TASK ::
Continue the article on Labor's urgent care clinics pledge, picking up after its final sentence.

Urgent care clinics are expected to be a focus in today’s budget, with the government vowing to stay true to its election promise and establish 50 across regional Australia.
Labor pledged $135 million across four years to boost existing clinics and take the pressure off hospital emergency departments, giving existing GP clinics funds to extend their opening hours and see patients for infections, fractures and ailments that don’t need a hospital visit.
That’s $33.7 million a year, equating to $675,000 for each clinic. Health Minister Mark Butler has announced the money will flow from the October budget with clinics up and running by next year.
The government has not released a full list of the regions set to benefit, although during the election campaign local politicians announced if their electorate was set to score one; 24 clinics have been announced so far. Half of those are in marginal seats, and the rest are split evenly across Labor and Coalition electorates.
The government has said their location depends on what’s needed where, but hasn’t elaborated on what criteria it will use.
The announcement got mixed reactions. Then president of the Australian Medical Association (AMA) Dr Omar Khorshid warned the centres would further fragment care and unfairly compete with nearby clinics. Royal College of Australian GPs (RACGP) president Karen Price was slightly more optimistic but raised concerns about staffing.

DATASET EXTRACT ::
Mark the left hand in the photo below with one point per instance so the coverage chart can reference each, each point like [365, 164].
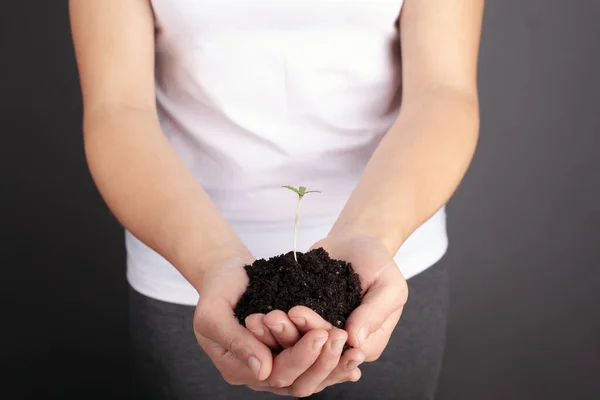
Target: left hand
[385, 291]
[369, 327]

SOLVED EXERCISE ::
There’s been little consultation with the medical community since then. The AMA, RACGP, the Pharmacy Guild, the Pharmaceutical Society of Australia and the Australian Private Hospitals Association said they had not received any additional information and were unable to comment. Crikey also contacted public health networks in several of the electorates earmarked for updated clinics and they also said they hadn’t received further information.
Toby Gardner is both the RACGP Tasmania deputy chairman and director of a private urgent care clinic in Launceston. In July last year, the clinic was awarded state government funding, allowing it to extend its opening hours to 8am to 8pm seven days a week.
But the clinic isn’t fully bulk-billed. Although the state government covers the co-pay for concession card holders presenting after hours, everyone else has to pay a $150 upfront fee, with other services covered through Medicare.
Gardner said an extra $675,000 a year would not be sufficient to get rid of the co-pay.
“There’s no way we would take that grant to provide bulk-billed services because we’d be running negative,” he said. “I really can’t see any clinic seeing it as something they would want to take on given that it’s taken so much blood, sweat and tears, and extra clinical hours from a group of really committed clinicians to get ours up and running.”
“It just doesn’t work out financially for us looking at the numbers.”
People have been willing to pay the fee at Urgent Care Centre Launceston with about 40 to 50 patients seen a day, which Gardner said eased the burden on Launceston’s emergency department.
Emergency department presentations increased from 4784 in 2019-20 to 6094 in 2020-21. Several patients were in critical condition and stabilised at the clinic before being transported to the hospital, and the clinic reserves the right to turn people away if they can wait to see a GP during regular hours.
Without state government funding, the clinic would still be financially viable, Gardner said, but would have to charge concession card holders the $150.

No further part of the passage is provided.